* WHAT TO WORK ON *
The records below are to be duplicated character for character.

Stored data entries
Content starts

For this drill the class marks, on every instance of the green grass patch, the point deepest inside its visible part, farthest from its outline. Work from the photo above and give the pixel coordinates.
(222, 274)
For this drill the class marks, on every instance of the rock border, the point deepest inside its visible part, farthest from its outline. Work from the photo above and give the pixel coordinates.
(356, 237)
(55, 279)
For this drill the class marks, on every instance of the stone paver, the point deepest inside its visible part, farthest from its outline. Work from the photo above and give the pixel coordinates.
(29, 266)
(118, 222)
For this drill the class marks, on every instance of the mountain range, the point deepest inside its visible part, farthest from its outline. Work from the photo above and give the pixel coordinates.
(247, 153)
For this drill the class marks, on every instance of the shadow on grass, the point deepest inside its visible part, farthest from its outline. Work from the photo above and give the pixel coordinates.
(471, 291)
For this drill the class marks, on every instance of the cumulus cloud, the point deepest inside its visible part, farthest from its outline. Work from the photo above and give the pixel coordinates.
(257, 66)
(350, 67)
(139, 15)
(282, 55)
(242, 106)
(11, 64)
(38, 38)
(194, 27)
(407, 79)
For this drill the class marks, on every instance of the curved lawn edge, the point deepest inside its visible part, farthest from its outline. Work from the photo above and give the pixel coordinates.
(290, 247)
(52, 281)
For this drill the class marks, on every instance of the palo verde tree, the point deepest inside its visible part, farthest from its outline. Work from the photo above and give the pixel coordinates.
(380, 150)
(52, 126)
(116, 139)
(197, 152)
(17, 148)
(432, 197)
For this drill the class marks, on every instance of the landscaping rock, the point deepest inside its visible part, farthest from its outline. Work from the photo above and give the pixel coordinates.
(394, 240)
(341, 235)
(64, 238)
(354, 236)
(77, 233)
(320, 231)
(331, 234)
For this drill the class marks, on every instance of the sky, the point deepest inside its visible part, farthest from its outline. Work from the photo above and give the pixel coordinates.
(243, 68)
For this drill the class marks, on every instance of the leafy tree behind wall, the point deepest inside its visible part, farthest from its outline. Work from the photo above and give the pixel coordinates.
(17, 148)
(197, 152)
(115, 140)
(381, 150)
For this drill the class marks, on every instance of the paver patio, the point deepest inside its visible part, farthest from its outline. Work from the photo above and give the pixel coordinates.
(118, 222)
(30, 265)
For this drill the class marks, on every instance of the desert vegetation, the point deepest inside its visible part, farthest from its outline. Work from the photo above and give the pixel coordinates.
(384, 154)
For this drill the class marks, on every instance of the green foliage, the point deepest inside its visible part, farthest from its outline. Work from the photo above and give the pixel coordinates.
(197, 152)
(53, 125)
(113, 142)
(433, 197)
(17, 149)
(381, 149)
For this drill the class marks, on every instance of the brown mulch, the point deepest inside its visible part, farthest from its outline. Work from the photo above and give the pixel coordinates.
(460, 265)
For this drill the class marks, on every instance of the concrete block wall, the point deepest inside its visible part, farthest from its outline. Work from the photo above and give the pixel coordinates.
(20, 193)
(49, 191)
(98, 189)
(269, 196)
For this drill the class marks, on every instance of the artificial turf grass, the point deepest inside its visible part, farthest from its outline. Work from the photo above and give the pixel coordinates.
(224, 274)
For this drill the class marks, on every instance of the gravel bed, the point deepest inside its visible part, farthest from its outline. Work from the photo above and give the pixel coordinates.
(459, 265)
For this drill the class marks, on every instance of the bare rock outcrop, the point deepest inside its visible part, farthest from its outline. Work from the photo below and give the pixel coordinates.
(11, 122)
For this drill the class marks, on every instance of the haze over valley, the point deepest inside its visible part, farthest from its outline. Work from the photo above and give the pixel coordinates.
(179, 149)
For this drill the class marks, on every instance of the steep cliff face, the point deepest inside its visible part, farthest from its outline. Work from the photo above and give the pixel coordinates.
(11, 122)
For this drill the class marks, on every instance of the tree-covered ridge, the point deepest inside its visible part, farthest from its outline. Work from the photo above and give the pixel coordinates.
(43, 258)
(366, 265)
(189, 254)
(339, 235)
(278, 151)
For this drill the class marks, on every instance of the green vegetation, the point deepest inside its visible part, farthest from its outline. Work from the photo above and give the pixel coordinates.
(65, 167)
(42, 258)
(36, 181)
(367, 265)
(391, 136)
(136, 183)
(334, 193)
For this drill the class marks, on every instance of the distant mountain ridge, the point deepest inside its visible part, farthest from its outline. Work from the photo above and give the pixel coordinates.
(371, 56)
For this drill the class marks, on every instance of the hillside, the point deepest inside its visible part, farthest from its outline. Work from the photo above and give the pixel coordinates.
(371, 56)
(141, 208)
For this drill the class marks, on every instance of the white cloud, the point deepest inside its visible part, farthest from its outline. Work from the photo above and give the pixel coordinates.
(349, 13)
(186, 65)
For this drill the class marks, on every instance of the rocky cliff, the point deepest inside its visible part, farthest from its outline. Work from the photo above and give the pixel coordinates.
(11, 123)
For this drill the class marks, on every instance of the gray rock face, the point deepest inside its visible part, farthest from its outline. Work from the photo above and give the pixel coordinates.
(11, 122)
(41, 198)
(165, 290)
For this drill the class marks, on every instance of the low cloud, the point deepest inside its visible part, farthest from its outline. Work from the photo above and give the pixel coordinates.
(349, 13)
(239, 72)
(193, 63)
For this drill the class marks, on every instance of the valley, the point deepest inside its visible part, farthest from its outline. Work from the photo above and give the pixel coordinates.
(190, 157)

Content ends

* TASK RESULT *
For this drill the class marks, on every instance of the green grass patch, the point deepest inside its visible part, farthest from its outline. Work from the photo above and give the pixel coordinates.
(222, 274)
For this drill the class marks, on every instance of the rock border, the point deepest inside its visible part, farthest from its outline. Work from the photo above and give the pixel coordinates.
(356, 237)
(55, 279)
For this drill the class marks, on every instance of the stone paver, the point deepest inside its visible part, farthest from its outline. Work from the photo above and give the pixel coordinates.
(29, 266)
(118, 222)
For this drill the class marks, on every instance of the mountain range, the point deepest inside its visible part, farthest from its outline. Work from the photo above and give the pixel coordinates.
(247, 153)
For this drill the class marks, on every instance of the shadow on grass, the point deepest inside its visible part, farthest from its outline. Work from the photo above and give the pixel coordinates.
(471, 291)
For this drill the class marks, on every instance of the cumulus cloud, the point deepest inside its visible part, farthest from its outline. Work from the photo above and give the pixel coordinates.
(257, 66)
(350, 67)
(139, 15)
(282, 55)
(242, 106)
(11, 64)
(38, 38)
(194, 27)
(407, 79)
For this drill the class marks, on every instance of the curved lawn edge, the point deepest inside its visible part, farthest from its outline. Work from the photo above and give the pixel coordinates.
(290, 247)
(52, 281)
For this drill the class marks, on every instance of the palo verde tree, the point deepest inside its visible part, farthest from its outline. Work from the photo above and give the pixel coordinates.
(380, 150)
(52, 126)
(116, 139)
(197, 152)
(17, 148)
(432, 197)
For this drill the class marks, on every instance of the landscaping rock, the point deepest inside its visible part, farthest from its outline. Work from the photo above and give the pixel coordinates.
(394, 240)
(341, 235)
(64, 238)
(354, 236)
(77, 233)
(320, 231)
(331, 234)
For this drill the class marks, on every instance of the sky, the point deepest inside its visible part, farthest from its outline. Work from the photo above and give the pixel coordinates.
(243, 68)
For this drill the class marks, on every instance of the leafy tree behind wall, the point deepest inside its visible part, farthest from its outline. Work from the photo above and give the pixel coordinates.
(17, 148)
(197, 152)
(115, 140)
(381, 150)
For this drill the class marks, on every instance of the paver patio, the point deepest inside its visible part, farthest from its outline. Work from the photo above and give the pixel coordinates.
(118, 222)
(30, 265)
For this drill the class marks, on every instance of the desert vegetation, the point deepest inside its visible part, farthest from its outline. Work from the photo above and give the pixel coordinates.
(384, 154)
For this drill the class marks, on every instance of the green foliage, the point deepest inside its visible part, farthest from its outline. Work from the photo above and give the pixel coordinates.
(197, 152)
(53, 125)
(113, 142)
(433, 197)
(17, 149)
(381, 149)
For this drill the class marks, on every instance of the brown mulch, the point deepest inside its visible part, farthest from its outline. Work from the photo above and give the pixel coordinates.
(460, 265)
For this drill the class marks, on every instance of the concrete block wall, the point deepest inside its visible part, farthest from its outline. Work from the photo above and give the pixel coordinates.
(20, 193)
(49, 191)
(98, 189)
(269, 196)
For this drill the class marks, on every instance of the artificial turf grass, the point deepest inside its visible part, farthest from its outline. Work from the photo above and give the pixel coordinates.
(224, 274)
For this drill the class marks, on every instance of the gravel bed, the point deepest inside its visible part, farthest from its outline. Work from the photo above and give the pixel coordinates.
(459, 265)
For this drill the class marks, on every instance of the bare rock outcrop, the point deepest inside its visible part, farthest from its outline. Work from the photo below and give the pixel coordinates.
(11, 122)
For this drill the class marks, on every instance of the haze over valley, the point deepest inside its visible part, farthest from its outline. Work from the photo above and give the pixel coordinates.
(179, 149)
For this drill the class marks, on every instance of the steep cliff face, the point deepest inside its visible part, farthest from its outline. Work from the photo above and give the pixel coordinates.
(11, 122)
For this drill the class marks, on every instance of the tree-covered ridge, the point deepest inside its visible part, farthest from its outline. Work from the photo above and give the pixel coordinates.
(43, 258)
(366, 265)
(189, 254)
(339, 235)
(278, 151)
For this drill the class marks, on every instance of the green vegetation, the point deepest inside its visible part, farthest from its outline. Work from the photo above and give the pixel coordinates.
(65, 167)
(42, 258)
(36, 181)
(367, 265)
(391, 136)
(136, 183)
(334, 193)
For this drill the class marks, on every instance of the distant mountain ridge, the point deepest inside its visible part, farthest from its outline. Work from the photo above and give the pixel coordinates.
(371, 56)
For this drill the class marks, on every instance of the hillside, the point deepest inside its visible part, farthest from its outline. Work from the photo above and give the pixel coordinates.
(371, 56)
(141, 208)
For this drill the class marks, on every instance of the white cloud, the point deepest inside its visible part, farthest from its outline. Work from the photo above and give the pixel coordinates.
(349, 13)
(186, 65)
For this drill the class marks, on every instance of the rocky cliff, the point deepest inside its visible part, farthest from its outline. Work from the photo above and give the pixel coordinates.
(11, 123)
For this drill the class marks, on every instance of the gray rock face, the point deepest inside its visible part, farthest from its outline. Work from the photo above and give the pixel coordinates.
(11, 122)
(41, 198)
(165, 290)
For this drill the class marks, on every instance of the low cloud, the point deepest inside its visible part, farthest from its outline. Work from the photo above and give the pixel coordinates.
(349, 13)
(239, 72)
(193, 63)
For this drill the class marks, on every instance of the valley, the point deepest inside its visible part, farthest from its outline. Work from the photo above and give the pixel coordinates.
(190, 157)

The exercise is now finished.